## Texto citado
>>
Como, no entanto, entender as imagens que ela mobiliza? Mãos, flamas, folhas, luz e treva. Há todo um jogo de luz e sombra, e cores, e fragmentos de mundo e de corpo. E sons, ecos, barulhos, cacos de linguagem.
A tristeza é como uma luz em nosso peito acesa.
A escuridão é como um brilho na nossa noite espessa.
Só temos de acender a pequena chama do luto
para voltar à casa como sombras no escuro.
Clara é a floresta, a rua, a árvore e a cidade.
Feliz quem não tem pátria e a vê em sonho em toda parte.
Imagem? Som? Pensamento? Algo de curioso aconteceu aqui. A dimensão logopaica, do logos, se projetou sobre as outras duas, a das imagens e a dos sons. As imagens estão pensando. Os fragmentos de som, que escapam à dimensão comunicativa da linguagem, tentam articular alguma coisa.
“O meu coração bateu em retirada/ por um mundo estranho.” Ao bater em retirada, duplicou-se, num eco. Hannah Arendt estende a mão. Quem está do outro lado? Hannah. Sem sobrenome. Incógnita. Poesia é também uma experiência de si. Ao duplicarmo-nos, tornamo-nos estranhos a nós mesmos, tornamo-nos outra coisa. Eu é um outro (Rimbaud). Projetados para fora, é sempre chance de nos vermos diferindo.
<<
## Dados fornecidos
>>
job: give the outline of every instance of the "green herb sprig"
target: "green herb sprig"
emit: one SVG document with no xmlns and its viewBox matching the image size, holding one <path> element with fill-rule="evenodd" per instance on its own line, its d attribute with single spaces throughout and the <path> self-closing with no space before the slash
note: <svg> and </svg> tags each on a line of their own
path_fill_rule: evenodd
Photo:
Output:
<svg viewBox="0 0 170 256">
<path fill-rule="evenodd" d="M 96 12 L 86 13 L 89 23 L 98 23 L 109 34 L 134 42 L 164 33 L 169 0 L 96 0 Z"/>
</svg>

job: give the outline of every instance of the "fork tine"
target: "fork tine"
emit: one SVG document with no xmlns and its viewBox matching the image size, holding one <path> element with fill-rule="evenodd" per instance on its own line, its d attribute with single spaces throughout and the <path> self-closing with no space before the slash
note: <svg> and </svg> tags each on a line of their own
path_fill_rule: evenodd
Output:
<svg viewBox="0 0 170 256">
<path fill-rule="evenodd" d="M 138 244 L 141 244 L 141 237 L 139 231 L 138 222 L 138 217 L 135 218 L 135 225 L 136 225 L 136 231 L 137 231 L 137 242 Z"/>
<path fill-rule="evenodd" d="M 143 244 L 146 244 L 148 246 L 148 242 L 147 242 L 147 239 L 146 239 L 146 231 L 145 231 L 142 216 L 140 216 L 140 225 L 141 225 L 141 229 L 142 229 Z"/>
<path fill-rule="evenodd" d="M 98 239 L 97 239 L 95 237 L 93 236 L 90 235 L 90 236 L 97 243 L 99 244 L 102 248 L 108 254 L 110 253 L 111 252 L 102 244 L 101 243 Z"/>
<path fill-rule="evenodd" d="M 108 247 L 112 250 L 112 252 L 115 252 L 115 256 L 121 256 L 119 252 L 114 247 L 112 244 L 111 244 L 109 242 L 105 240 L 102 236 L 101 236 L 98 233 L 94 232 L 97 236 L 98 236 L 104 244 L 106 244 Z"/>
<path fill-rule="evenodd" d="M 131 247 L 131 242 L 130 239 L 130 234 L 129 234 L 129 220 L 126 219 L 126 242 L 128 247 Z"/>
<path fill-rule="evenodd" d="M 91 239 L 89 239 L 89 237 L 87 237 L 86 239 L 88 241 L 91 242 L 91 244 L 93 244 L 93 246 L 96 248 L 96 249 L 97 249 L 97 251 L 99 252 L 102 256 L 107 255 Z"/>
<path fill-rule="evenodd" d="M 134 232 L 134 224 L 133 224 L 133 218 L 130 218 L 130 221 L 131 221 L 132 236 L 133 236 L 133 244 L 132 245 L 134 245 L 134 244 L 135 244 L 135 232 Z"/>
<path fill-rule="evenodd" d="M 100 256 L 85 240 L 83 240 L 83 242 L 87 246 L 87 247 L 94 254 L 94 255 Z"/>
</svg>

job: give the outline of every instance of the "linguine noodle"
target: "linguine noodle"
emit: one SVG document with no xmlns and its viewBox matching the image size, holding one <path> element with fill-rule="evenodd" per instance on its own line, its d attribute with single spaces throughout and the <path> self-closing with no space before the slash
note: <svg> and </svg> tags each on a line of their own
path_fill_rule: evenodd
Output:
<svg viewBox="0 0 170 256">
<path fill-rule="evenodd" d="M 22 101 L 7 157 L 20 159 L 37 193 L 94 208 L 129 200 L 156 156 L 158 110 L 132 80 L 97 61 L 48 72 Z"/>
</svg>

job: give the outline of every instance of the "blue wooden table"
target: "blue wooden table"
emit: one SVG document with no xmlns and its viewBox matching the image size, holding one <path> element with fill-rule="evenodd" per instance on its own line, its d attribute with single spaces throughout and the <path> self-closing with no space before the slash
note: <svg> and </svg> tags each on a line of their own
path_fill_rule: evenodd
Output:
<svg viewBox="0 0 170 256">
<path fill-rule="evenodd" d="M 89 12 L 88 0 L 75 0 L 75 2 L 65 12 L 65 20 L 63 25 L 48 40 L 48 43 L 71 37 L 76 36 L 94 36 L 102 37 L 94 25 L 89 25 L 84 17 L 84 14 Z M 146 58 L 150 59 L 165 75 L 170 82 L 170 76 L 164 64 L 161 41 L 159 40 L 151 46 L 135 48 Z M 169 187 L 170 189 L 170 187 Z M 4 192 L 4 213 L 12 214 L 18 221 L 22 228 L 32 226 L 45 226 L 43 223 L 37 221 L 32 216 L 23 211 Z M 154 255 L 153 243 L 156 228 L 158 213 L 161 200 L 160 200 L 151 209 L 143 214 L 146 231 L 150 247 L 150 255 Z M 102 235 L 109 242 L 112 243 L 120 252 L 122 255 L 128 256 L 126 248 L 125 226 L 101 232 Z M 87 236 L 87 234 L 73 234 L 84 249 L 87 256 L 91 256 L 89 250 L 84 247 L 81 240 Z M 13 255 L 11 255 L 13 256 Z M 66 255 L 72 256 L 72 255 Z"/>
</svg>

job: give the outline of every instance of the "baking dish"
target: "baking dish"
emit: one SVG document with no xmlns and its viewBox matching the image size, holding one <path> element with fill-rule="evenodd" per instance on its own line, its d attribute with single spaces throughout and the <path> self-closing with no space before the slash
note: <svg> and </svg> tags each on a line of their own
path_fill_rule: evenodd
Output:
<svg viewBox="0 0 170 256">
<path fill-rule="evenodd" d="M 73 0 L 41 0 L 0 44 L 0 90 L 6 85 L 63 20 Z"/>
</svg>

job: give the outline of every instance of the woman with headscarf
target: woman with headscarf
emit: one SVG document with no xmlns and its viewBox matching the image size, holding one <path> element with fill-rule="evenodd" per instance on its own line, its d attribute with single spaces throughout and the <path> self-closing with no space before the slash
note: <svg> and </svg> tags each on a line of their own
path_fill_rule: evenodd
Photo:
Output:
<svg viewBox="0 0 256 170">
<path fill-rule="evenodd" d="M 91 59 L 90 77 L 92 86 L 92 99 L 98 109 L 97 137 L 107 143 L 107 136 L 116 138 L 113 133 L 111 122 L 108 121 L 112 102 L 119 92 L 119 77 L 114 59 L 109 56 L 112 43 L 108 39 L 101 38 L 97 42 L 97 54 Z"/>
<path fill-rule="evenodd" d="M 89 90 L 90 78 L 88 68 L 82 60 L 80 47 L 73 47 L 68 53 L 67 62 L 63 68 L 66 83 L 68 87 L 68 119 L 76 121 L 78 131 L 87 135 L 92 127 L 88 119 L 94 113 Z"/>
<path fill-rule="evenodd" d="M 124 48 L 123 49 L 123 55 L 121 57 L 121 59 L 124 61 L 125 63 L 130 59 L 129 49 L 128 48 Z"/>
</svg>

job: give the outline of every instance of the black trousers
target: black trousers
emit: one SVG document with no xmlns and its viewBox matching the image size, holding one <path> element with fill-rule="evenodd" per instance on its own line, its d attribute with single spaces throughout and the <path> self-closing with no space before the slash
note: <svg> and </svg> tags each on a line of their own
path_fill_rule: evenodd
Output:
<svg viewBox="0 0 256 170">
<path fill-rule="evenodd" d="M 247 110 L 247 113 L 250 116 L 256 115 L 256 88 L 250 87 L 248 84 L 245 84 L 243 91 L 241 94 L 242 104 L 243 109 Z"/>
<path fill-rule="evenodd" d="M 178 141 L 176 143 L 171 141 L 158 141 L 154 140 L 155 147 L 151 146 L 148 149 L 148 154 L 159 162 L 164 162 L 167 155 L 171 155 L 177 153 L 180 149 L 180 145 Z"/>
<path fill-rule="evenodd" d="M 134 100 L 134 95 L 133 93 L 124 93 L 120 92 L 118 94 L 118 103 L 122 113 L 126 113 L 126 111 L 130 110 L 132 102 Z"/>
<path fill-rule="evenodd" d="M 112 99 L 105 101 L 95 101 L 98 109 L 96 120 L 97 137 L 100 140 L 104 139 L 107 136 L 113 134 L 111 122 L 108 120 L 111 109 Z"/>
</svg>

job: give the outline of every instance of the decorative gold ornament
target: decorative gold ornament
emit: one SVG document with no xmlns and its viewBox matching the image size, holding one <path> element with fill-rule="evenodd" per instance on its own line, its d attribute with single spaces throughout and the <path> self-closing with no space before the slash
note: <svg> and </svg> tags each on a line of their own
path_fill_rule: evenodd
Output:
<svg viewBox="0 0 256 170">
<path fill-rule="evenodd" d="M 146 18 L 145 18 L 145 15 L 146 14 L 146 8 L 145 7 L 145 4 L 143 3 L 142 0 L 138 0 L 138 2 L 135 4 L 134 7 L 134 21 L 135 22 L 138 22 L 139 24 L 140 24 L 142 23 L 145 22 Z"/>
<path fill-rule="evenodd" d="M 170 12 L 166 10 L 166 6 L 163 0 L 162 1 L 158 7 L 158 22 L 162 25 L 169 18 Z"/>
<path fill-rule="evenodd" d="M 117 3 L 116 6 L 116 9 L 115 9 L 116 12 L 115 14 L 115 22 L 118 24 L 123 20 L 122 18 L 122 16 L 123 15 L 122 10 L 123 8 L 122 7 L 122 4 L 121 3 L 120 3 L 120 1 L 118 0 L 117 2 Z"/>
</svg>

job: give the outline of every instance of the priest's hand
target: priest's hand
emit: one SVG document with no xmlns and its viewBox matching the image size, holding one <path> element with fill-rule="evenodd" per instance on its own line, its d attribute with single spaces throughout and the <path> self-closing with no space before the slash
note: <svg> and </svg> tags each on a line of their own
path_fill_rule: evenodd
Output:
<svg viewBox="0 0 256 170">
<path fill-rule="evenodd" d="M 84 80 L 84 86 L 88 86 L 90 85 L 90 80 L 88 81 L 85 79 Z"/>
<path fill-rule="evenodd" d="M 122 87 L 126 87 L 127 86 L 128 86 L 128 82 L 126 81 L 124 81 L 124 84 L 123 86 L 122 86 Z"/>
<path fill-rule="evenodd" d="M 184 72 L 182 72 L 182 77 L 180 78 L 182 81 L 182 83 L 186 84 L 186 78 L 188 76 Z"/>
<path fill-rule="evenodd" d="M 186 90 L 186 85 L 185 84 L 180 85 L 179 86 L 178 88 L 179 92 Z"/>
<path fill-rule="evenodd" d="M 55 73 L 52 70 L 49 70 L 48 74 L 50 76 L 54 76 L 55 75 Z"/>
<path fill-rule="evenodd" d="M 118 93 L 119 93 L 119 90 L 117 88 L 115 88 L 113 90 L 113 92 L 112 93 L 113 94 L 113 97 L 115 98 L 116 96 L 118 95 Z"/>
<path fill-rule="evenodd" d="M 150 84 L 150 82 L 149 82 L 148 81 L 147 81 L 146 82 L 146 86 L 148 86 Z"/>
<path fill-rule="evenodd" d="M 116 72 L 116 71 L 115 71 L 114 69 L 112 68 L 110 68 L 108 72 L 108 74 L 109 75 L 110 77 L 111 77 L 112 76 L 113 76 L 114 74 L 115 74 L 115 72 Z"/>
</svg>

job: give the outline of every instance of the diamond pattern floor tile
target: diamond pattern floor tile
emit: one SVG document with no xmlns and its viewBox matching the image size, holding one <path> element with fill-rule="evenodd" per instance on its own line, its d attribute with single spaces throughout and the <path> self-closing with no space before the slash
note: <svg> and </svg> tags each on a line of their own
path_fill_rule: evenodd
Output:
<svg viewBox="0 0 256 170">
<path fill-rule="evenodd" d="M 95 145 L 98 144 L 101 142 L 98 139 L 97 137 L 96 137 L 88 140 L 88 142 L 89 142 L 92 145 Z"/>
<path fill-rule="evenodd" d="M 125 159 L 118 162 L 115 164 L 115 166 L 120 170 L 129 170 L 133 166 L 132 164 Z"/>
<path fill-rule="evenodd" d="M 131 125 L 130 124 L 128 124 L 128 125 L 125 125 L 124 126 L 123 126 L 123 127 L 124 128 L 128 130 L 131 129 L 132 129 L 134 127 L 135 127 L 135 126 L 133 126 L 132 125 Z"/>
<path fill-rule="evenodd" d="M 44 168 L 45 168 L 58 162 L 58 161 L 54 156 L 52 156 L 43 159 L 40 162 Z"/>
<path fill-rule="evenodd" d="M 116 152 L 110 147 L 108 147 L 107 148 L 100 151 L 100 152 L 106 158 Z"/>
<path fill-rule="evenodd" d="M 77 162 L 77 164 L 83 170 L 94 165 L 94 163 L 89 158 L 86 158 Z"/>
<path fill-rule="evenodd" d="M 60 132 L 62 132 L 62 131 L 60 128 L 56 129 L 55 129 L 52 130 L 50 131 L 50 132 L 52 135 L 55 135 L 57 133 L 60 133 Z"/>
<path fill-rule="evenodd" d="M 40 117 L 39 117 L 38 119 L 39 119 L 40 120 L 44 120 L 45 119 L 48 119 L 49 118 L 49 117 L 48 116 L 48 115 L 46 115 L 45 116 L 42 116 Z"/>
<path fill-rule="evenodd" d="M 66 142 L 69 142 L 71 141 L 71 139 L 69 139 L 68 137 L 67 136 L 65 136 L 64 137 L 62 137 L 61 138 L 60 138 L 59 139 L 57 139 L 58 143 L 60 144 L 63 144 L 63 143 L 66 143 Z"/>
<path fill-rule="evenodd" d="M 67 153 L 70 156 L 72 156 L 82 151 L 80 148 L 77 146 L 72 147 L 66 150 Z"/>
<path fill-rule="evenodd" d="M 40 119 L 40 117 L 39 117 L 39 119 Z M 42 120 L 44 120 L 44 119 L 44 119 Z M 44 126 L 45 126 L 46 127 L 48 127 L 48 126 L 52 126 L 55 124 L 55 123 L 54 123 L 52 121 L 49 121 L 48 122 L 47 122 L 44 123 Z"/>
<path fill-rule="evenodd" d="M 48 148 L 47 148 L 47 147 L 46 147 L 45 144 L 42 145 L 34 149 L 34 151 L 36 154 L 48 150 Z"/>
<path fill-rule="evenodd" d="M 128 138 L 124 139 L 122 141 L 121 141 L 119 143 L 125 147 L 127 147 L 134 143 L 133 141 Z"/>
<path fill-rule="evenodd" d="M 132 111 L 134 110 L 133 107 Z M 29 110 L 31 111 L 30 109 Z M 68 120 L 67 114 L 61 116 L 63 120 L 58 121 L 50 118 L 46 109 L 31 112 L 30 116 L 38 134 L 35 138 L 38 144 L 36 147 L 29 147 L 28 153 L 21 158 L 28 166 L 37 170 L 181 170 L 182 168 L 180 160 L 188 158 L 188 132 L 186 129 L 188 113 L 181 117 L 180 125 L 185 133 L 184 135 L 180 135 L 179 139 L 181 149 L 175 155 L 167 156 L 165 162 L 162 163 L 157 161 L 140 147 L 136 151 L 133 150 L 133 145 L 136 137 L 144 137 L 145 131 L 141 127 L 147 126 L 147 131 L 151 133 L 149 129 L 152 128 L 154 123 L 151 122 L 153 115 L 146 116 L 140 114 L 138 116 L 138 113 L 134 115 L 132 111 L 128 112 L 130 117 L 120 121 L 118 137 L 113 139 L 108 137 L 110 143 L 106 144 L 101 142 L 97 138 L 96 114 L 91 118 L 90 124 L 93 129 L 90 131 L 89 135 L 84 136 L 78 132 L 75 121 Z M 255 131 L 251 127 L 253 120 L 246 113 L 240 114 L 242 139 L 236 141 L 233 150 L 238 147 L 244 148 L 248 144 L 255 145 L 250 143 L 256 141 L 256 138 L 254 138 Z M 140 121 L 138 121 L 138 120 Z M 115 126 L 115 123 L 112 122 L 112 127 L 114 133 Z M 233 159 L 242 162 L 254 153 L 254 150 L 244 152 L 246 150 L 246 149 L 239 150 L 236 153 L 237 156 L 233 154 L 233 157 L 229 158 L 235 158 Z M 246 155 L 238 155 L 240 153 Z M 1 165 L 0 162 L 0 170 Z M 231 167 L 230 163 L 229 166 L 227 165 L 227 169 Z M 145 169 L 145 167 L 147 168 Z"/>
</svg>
<<
## Tarefas a fazer
- 1) Reproduza fielmente o trecho do texto citado que se inicia nas palavras que contêm "A escuridão é" e se encerra em "e a cidade.".
- 2) Responda às perguntas abaixo com base no texto citado.
(a) Nos versos, o que é comparado a uma luz acesa em nosso peito?
(b) Que dimensão se projetou sobre a das imagens e a dos sons?
(c) A quem o texto atribui a frase "Eu é um outro"?

## Respostas por tarefa
- 1)
A escuridão é como um brilho na nossa noite espessa.
Só temos de acender a pequena chama do luto
para voltar à casa como sombras no escuro.
Clara é a floresta, a rua, a árvore e a cidade.

- 2)
(a) A tristeza.
(b) A dimensão logopaica, do logos.
(c) A Rimbaud.